---- DATA FOR PROCESSING
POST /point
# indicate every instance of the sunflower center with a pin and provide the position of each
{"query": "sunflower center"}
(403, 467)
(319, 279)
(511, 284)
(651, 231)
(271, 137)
--------
WHAT YOU NEED TO DO.
The data must be transcribed in full. Every word stays the same.

YOUR RESPONSE.
POST /point
# indicate every instance of the sunflower center with a pin and provide the position of each
{"query": "sunflower center"}
(403, 467)
(319, 279)
(511, 284)
(651, 231)
(271, 137)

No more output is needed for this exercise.